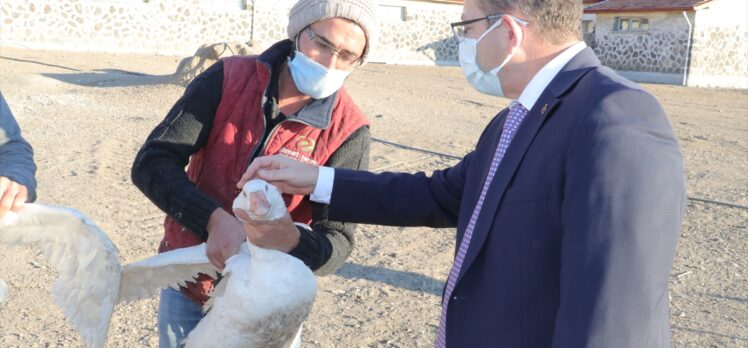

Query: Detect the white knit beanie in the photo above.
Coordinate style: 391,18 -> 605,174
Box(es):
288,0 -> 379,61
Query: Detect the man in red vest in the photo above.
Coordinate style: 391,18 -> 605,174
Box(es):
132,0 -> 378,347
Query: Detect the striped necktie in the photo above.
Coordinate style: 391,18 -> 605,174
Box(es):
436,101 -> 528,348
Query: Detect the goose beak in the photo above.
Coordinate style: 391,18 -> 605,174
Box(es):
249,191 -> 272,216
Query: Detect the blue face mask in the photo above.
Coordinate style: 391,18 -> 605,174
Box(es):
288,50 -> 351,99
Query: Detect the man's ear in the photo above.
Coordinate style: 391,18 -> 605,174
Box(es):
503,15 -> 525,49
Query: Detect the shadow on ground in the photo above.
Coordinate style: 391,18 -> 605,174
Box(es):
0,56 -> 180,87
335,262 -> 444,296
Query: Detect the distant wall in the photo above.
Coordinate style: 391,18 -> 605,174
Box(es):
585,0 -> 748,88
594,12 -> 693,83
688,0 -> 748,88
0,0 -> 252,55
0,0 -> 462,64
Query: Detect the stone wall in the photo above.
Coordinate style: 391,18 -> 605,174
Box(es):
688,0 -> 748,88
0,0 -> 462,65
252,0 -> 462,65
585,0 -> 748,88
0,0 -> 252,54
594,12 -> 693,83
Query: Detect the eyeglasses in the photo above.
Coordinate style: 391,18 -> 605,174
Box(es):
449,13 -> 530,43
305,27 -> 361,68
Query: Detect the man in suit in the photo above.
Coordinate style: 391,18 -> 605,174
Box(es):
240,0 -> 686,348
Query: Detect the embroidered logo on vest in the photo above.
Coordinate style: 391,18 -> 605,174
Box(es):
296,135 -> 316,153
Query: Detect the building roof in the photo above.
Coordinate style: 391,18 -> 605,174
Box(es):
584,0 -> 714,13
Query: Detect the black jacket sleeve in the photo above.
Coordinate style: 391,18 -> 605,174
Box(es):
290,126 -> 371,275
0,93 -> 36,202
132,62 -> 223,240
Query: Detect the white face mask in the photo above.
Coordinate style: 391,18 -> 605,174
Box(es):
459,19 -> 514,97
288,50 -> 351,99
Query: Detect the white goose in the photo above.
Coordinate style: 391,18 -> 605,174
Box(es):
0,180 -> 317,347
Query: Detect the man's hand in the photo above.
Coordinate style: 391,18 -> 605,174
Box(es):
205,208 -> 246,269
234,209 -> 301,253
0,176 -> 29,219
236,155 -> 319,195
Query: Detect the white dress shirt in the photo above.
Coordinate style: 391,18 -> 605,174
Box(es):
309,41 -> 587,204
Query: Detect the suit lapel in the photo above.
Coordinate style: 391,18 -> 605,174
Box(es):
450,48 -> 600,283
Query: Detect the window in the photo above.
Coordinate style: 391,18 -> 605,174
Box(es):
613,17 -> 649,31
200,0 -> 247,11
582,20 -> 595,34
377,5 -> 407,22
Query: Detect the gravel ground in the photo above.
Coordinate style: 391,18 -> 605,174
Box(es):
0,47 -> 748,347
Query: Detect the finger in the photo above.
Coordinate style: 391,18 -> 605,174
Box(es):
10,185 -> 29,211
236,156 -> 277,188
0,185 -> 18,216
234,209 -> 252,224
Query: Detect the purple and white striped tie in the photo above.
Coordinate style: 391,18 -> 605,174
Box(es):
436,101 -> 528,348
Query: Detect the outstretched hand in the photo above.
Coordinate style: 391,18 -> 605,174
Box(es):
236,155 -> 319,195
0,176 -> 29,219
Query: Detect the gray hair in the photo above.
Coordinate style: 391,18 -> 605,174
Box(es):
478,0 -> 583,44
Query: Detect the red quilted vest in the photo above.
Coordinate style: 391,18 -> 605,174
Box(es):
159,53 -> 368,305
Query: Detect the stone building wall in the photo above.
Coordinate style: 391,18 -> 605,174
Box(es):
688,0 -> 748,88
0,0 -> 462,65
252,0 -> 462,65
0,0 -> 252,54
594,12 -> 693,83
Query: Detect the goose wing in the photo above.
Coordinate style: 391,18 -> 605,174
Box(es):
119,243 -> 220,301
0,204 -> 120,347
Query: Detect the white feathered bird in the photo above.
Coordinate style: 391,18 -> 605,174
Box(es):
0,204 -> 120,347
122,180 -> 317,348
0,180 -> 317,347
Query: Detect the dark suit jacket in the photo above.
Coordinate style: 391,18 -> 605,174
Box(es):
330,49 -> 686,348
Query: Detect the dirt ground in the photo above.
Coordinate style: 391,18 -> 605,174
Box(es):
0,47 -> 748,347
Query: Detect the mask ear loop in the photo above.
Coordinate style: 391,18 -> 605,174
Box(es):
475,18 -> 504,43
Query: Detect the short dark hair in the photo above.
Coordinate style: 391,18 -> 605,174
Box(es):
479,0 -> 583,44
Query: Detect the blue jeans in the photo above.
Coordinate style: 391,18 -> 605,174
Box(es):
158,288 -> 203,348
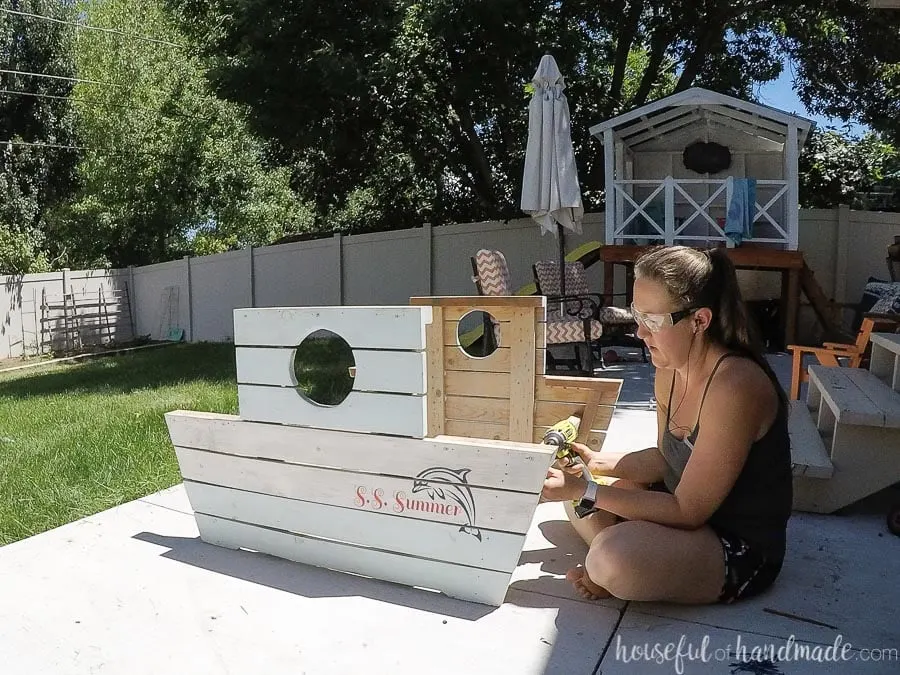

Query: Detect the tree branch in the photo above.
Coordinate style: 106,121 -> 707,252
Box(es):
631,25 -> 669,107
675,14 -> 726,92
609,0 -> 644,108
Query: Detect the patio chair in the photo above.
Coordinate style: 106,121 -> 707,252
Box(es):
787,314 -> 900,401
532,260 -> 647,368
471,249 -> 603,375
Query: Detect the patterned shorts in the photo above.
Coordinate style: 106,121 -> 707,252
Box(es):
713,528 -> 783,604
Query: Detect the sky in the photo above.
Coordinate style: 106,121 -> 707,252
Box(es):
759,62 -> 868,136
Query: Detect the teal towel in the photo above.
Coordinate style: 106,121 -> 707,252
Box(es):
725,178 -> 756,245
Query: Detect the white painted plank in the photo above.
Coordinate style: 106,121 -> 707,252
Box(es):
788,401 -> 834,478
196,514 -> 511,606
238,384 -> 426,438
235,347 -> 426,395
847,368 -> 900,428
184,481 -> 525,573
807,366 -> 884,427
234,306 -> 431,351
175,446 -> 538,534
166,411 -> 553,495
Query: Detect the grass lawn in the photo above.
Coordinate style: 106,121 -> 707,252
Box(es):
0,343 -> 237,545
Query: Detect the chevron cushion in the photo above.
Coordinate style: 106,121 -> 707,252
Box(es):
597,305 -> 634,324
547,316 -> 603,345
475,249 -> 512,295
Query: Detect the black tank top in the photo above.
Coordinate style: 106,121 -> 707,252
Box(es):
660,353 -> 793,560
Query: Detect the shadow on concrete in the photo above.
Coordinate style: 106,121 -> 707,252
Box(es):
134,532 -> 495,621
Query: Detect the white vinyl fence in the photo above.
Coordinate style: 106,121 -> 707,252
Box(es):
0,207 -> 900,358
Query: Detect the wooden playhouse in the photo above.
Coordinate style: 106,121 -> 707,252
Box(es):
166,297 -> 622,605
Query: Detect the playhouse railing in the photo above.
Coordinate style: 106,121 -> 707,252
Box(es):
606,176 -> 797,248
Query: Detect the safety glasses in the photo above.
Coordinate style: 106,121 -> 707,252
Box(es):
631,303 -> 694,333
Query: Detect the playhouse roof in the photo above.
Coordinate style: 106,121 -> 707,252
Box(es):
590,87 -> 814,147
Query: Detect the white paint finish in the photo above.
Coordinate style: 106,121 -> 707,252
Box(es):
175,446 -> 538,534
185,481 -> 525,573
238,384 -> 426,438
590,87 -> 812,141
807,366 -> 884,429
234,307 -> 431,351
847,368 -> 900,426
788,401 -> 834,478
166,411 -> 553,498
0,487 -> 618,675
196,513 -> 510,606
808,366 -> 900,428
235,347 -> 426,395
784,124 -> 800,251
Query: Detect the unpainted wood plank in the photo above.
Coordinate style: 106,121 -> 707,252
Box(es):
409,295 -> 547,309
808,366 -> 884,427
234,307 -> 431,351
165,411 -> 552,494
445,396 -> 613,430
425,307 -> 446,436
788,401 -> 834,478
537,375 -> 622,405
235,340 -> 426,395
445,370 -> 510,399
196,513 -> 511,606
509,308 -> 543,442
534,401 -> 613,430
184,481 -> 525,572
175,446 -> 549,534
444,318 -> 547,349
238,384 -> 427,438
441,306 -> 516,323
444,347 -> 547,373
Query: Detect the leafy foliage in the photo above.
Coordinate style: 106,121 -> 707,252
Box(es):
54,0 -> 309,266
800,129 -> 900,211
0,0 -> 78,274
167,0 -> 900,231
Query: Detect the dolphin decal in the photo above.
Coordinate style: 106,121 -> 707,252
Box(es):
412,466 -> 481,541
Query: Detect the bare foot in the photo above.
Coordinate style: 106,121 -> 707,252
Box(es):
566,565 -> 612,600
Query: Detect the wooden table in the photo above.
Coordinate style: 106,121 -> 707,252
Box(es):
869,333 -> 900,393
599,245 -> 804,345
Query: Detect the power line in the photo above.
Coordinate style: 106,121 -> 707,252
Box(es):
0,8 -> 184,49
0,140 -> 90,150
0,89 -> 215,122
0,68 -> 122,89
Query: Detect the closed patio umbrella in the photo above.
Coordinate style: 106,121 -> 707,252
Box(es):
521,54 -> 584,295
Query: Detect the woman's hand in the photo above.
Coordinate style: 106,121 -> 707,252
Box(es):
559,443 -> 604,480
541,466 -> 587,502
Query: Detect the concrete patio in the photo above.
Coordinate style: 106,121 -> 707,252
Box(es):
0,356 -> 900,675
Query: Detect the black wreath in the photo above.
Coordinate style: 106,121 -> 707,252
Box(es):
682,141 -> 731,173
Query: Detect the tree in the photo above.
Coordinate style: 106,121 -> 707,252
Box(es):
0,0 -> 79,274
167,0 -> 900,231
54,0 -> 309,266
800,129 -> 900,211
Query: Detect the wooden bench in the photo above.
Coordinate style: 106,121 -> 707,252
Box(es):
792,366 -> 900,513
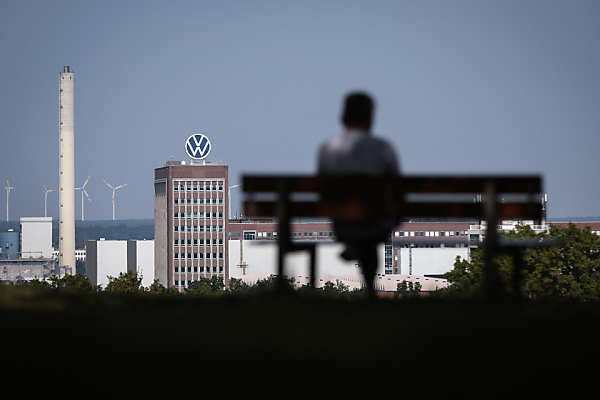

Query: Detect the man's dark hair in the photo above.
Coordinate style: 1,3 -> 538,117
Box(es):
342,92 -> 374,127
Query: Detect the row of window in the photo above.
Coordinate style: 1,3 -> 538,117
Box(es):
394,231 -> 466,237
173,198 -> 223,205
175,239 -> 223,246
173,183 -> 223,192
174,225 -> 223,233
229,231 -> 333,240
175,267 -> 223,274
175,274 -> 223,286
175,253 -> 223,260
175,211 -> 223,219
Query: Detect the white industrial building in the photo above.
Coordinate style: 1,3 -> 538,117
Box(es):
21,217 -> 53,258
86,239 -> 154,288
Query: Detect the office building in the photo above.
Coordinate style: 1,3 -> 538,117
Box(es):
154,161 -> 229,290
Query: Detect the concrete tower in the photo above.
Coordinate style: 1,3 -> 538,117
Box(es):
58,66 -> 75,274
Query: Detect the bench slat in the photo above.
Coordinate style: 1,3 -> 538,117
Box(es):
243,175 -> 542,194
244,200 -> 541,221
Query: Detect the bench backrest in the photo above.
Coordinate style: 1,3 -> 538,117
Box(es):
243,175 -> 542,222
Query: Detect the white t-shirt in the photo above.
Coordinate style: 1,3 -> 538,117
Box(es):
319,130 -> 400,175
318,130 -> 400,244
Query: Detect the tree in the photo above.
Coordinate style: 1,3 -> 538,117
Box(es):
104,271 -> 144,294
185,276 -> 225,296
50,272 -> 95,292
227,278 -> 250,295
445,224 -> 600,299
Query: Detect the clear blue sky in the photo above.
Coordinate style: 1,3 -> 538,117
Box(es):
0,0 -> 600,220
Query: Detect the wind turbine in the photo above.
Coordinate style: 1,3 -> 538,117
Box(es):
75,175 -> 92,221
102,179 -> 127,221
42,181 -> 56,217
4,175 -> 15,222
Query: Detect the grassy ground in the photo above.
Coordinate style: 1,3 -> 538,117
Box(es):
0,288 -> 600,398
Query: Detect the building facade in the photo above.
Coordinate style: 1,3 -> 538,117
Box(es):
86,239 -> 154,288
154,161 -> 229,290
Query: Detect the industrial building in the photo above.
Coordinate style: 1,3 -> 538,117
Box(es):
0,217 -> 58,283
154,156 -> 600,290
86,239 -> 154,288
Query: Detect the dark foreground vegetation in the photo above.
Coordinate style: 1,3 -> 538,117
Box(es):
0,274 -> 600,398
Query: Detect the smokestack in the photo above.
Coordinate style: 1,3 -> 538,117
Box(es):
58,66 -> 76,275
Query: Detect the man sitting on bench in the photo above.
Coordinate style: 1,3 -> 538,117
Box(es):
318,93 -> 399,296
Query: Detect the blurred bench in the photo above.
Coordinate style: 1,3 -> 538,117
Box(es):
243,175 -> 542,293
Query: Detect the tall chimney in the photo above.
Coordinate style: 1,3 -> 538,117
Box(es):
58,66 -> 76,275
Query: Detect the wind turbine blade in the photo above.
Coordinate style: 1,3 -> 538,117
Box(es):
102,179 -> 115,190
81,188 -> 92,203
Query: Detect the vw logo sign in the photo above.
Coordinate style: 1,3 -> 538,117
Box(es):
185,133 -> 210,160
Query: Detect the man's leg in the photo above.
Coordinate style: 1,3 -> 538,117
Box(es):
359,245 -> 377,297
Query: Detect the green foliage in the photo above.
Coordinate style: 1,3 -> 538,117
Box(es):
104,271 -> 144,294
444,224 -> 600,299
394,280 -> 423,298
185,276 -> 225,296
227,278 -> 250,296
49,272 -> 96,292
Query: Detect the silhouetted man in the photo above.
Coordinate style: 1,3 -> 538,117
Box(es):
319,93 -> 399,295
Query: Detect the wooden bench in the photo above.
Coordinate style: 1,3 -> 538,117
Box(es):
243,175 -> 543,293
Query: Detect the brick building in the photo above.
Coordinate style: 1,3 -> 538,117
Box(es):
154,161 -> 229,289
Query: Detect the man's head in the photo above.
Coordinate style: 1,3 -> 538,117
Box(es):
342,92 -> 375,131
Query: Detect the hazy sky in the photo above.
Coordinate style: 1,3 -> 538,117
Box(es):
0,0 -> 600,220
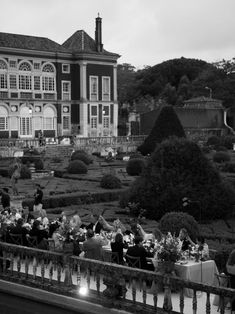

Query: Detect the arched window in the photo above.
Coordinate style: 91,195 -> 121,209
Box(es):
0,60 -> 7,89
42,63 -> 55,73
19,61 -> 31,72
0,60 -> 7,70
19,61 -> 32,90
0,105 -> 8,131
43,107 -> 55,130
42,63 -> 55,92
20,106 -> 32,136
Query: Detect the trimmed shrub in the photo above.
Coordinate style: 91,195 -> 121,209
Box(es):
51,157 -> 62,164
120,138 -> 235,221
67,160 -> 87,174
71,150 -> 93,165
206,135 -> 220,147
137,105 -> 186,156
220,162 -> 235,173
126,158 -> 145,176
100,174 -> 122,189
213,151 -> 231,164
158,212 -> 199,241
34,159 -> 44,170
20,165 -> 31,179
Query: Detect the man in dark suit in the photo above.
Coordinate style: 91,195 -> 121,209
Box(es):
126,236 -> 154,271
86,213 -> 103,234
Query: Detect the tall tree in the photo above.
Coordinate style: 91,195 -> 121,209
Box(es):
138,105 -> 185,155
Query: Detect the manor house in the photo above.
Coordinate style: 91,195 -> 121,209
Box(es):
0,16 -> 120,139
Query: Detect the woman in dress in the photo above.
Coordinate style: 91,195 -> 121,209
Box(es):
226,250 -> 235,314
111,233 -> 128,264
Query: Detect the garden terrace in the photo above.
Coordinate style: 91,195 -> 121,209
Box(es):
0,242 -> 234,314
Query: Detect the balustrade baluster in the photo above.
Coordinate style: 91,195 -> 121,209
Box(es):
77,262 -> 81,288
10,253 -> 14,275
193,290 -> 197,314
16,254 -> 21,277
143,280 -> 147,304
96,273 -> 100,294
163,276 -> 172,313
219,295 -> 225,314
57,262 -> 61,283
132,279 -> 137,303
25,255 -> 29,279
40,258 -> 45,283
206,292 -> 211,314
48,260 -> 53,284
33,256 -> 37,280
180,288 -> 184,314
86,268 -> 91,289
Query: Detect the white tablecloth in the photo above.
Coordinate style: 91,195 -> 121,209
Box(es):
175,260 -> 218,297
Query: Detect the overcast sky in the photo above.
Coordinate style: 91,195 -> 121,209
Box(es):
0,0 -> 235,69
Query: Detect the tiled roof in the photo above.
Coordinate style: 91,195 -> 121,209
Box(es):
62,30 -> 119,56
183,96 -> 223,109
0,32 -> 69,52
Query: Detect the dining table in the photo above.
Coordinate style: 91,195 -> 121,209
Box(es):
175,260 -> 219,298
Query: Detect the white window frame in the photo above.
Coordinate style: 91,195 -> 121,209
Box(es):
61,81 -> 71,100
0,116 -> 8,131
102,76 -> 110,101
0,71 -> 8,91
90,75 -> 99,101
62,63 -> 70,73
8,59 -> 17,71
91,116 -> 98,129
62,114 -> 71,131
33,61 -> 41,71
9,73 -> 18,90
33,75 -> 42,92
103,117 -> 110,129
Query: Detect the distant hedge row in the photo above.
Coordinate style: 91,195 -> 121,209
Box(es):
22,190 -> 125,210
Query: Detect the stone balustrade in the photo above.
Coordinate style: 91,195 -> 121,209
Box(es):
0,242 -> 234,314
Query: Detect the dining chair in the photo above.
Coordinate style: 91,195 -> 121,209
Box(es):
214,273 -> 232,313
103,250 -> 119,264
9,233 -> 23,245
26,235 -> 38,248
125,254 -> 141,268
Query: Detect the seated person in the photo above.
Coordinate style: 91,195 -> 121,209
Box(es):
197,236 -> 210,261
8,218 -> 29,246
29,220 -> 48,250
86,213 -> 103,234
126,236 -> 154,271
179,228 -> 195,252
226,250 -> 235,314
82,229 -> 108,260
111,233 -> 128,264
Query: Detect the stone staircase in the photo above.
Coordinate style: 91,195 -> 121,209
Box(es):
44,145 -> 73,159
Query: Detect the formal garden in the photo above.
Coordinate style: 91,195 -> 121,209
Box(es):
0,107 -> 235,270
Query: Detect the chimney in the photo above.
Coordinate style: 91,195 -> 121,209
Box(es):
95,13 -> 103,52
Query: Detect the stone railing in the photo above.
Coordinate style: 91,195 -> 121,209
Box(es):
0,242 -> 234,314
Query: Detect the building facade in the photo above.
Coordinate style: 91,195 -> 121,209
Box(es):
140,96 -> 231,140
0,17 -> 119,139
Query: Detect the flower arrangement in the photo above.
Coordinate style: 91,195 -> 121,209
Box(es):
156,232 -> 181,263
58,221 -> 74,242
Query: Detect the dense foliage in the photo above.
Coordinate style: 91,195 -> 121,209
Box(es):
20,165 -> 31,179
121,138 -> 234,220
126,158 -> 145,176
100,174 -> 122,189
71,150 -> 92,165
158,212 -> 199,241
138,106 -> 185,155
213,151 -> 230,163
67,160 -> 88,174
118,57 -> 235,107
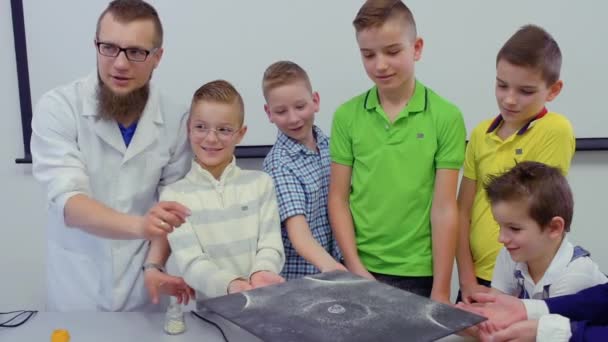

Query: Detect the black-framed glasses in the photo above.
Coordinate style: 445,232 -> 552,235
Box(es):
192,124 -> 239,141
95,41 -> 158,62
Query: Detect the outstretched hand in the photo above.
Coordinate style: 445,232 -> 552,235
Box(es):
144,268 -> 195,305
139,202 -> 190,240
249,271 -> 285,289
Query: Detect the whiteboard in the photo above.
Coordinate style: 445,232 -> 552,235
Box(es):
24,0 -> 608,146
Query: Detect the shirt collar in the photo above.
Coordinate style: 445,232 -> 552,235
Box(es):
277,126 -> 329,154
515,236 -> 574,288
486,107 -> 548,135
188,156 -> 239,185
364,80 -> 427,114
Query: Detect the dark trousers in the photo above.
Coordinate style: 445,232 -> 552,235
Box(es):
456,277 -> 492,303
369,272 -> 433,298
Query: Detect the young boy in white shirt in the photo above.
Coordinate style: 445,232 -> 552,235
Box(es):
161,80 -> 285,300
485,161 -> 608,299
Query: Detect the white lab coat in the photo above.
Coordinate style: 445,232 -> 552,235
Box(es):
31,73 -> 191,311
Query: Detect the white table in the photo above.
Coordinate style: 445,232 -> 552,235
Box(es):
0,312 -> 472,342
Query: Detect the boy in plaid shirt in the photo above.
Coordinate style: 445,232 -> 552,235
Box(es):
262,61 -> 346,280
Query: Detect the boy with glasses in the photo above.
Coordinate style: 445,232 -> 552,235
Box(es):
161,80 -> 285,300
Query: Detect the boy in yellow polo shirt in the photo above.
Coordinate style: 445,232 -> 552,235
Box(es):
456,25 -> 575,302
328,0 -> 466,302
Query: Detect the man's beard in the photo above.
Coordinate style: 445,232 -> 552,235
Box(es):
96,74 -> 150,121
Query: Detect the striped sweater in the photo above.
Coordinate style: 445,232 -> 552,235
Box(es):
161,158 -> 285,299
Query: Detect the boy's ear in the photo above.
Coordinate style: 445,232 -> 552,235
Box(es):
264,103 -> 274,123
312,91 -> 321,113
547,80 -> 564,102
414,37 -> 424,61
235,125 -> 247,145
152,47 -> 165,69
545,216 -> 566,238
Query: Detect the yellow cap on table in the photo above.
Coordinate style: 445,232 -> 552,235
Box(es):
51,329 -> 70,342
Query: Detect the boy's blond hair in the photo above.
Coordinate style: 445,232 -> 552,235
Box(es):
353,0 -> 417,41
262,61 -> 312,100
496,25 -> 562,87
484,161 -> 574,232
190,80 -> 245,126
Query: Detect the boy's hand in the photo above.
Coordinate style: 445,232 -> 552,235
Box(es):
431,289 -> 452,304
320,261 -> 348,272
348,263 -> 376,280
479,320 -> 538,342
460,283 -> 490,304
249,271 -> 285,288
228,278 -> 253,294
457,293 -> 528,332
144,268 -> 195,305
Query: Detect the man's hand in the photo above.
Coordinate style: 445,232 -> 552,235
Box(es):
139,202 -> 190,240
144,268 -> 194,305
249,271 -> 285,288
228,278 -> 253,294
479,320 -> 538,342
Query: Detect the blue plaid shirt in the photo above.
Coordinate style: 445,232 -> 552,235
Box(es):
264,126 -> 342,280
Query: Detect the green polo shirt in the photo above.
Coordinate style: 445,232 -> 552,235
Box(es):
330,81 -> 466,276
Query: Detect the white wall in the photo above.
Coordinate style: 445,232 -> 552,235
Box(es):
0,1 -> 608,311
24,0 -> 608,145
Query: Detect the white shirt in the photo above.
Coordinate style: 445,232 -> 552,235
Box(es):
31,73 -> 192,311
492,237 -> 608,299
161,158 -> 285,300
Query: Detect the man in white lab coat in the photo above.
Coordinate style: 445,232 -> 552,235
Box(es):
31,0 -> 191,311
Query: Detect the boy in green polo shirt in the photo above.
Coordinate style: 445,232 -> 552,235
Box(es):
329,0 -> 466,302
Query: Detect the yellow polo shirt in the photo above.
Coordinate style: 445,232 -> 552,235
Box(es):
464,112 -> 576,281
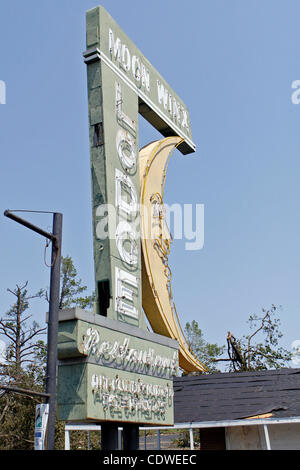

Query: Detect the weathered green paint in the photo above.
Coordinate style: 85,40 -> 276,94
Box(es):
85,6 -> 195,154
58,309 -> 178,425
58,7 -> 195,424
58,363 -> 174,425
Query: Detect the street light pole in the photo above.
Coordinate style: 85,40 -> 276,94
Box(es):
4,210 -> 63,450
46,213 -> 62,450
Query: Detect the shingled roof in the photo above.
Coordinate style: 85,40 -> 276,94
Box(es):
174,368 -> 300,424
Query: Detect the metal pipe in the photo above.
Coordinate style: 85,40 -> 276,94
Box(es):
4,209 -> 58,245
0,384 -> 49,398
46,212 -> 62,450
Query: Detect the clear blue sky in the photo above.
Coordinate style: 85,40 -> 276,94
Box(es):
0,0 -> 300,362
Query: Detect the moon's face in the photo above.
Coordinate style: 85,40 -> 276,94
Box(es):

§ THE TASK
Restate word for word only the lines from the one with "Query: Detect the white shirt" through the last line of the material, both included. Any picture should be left out.

§ EXERCISE ANSWER
Query: Detect the white shirt in the photo above.
Coordinate style: 445,232 -> 552,235
Box(es):
31,73 -> 192,311
492,237 -> 608,299
161,158 -> 285,300
Query: Detect the man in white lab coat in the photo above.
Coordinate style: 445,232 -> 552,235
Box(es):
31,0 -> 191,311
Query: Detect the boy in green polo shirt in the photo above.
Coordinate style: 445,232 -> 552,235
Box(es):
329,0 -> 466,302
Query: Detect the yellow polo shirt in the photo above.
Coordinate style: 445,232 -> 552,235
Box(es):
464,112 -> 576,281

Query: Detect the weathered green paint in the photo above.
Coordinate style: 85,40 -> 276,94
Box(es):
85,6 -> 195,154
58,309 -> 178,425
58,7 -> 195,424
58,363 -> 174,425
Query: Detect the street light pole in the photo above.
Coordinate style: 85,40 -> 276,94
Box(es):
4,210 -> 63,450
46,213 -> 62,450
Query: Detect the shingled roof in the photo above.
Coordinate style: 85,40 -> 276,94
Box(es):
174,368 -> 300,424
Query: Detect the metal pipe in the photo above.
Coordinate style: 85,40 -> 276,94
Box(es):
4,209 -> 58,245
0,384 -> 49,398
46,212 -> 62,450
Query: Detect the clear blue sky in the photo above.
Coordinate style: 85,40 -> 276,94
Box(es):
0,0 -> 300,362
Query: Detect the moon's face in the photo above.
Coordinate style: 85,40 -> 276,94
Box(es):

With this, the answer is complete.